• **The task**
Reproduce the material from its first line through the line containing "29], [245, 231]]", inclusive, switching "cream cheese frosting" to "vanilla buttercream" and leaving everything else unchanged.

******************************

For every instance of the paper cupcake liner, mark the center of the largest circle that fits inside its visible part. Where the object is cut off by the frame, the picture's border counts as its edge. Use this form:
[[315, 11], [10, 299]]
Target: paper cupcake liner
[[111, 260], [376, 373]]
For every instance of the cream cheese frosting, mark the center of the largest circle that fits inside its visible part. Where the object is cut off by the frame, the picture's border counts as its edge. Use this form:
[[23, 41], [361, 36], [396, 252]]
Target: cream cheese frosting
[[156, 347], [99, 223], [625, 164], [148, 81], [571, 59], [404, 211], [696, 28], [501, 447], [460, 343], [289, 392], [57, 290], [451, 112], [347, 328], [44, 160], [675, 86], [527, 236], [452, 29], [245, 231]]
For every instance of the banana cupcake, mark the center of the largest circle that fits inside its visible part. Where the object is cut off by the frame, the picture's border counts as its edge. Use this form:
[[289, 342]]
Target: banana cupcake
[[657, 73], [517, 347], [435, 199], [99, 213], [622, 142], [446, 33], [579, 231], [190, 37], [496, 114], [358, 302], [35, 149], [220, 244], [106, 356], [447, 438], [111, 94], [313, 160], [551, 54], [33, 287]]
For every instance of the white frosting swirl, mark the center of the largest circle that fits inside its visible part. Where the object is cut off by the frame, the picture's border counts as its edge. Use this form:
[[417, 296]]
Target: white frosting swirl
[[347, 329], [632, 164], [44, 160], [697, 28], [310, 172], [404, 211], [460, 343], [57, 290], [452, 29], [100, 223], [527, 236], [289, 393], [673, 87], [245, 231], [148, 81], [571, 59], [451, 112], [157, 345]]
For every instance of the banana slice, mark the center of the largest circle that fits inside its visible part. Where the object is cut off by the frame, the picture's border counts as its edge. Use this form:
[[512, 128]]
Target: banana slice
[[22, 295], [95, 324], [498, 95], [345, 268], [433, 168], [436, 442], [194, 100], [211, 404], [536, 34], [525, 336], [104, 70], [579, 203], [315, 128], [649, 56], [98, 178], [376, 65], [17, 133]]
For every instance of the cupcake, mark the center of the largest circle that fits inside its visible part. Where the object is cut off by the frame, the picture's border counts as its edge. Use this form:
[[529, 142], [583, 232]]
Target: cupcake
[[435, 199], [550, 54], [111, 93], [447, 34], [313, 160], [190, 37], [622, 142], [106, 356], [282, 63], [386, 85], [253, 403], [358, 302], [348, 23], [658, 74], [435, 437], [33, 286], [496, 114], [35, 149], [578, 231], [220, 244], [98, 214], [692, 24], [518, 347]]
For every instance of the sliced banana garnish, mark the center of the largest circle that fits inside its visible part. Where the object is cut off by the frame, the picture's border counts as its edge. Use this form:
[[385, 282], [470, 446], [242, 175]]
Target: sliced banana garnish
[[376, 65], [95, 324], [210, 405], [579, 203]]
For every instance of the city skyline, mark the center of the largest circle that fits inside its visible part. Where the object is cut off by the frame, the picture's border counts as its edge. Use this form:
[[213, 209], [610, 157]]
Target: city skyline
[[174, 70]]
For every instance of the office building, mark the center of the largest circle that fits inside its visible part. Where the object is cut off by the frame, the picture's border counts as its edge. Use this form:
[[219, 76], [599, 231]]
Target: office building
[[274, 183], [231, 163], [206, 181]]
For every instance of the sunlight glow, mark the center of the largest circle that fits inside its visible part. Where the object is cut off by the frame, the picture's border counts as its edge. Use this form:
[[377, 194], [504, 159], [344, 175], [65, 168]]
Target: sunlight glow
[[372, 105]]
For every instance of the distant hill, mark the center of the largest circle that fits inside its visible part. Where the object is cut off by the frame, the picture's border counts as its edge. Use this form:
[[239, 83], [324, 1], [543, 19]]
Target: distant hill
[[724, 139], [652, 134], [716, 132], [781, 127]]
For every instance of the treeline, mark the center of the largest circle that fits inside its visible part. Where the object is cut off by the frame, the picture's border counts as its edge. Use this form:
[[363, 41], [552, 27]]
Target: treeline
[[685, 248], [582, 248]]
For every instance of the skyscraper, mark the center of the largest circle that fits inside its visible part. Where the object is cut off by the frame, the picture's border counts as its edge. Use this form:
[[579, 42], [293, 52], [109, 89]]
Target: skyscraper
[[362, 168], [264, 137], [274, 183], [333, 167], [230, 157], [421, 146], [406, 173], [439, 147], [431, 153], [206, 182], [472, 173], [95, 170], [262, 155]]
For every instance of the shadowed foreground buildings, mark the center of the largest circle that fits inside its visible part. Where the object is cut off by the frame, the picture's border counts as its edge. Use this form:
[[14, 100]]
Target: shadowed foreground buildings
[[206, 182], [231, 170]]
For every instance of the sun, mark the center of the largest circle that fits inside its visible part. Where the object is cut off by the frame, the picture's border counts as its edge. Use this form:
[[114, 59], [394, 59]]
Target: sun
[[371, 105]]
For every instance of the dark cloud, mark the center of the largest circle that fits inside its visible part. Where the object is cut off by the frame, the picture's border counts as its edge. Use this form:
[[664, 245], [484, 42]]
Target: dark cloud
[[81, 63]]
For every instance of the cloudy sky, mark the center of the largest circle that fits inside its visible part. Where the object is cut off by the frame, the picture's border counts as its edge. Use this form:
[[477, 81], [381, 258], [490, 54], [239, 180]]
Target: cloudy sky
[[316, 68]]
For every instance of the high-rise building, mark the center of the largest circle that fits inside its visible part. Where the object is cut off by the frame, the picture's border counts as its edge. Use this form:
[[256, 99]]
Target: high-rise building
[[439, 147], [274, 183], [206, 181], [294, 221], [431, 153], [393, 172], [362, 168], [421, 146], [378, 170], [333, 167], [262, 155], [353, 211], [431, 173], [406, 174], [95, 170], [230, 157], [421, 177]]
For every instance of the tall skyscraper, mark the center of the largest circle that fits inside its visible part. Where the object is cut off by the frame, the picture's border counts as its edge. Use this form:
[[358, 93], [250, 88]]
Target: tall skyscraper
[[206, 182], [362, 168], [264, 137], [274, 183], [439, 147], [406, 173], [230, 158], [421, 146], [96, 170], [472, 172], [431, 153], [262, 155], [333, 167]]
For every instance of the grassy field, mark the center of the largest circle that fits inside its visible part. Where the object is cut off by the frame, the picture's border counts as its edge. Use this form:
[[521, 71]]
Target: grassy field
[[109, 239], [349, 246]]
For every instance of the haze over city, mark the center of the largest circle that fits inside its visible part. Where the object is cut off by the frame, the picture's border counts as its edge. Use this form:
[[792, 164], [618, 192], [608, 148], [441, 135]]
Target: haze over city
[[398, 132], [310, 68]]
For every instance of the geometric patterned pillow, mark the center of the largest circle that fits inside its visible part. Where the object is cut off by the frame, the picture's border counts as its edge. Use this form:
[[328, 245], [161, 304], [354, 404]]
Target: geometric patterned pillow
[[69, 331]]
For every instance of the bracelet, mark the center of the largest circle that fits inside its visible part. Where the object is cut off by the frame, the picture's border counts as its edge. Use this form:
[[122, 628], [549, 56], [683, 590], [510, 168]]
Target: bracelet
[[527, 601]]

******************************

• **Exercise solution**
For every instance of the paper cupcake liner, mark the center of the largest circle that fits inside its visible part. Where the object is cut off by the frame, the picture's border counts as its edge. Use this form:
[[315, 11], [10, 299]]
Target: paper cupcake liner
[[111, 260], [376, 373]]
For every instance of the vanilla buttercream, mark the center of the largest circle that fits inside its visible part. Where the object is cut off by the frame, the picture's border counts as its edge. Use this form:
[[23, 41], [361, 36], [396, 252]]
Target: vanilla buttercream
[[156, 347], [99, 223], [625, 164], [148, 81], [571, 59], [404, 211], [696, 28], [501, 447], [460, 343], [289, 392], [57, 290], [451, 112], [347, 328], [44, 160], [675, 86], [527, 236], [452, 29], [245, 231]]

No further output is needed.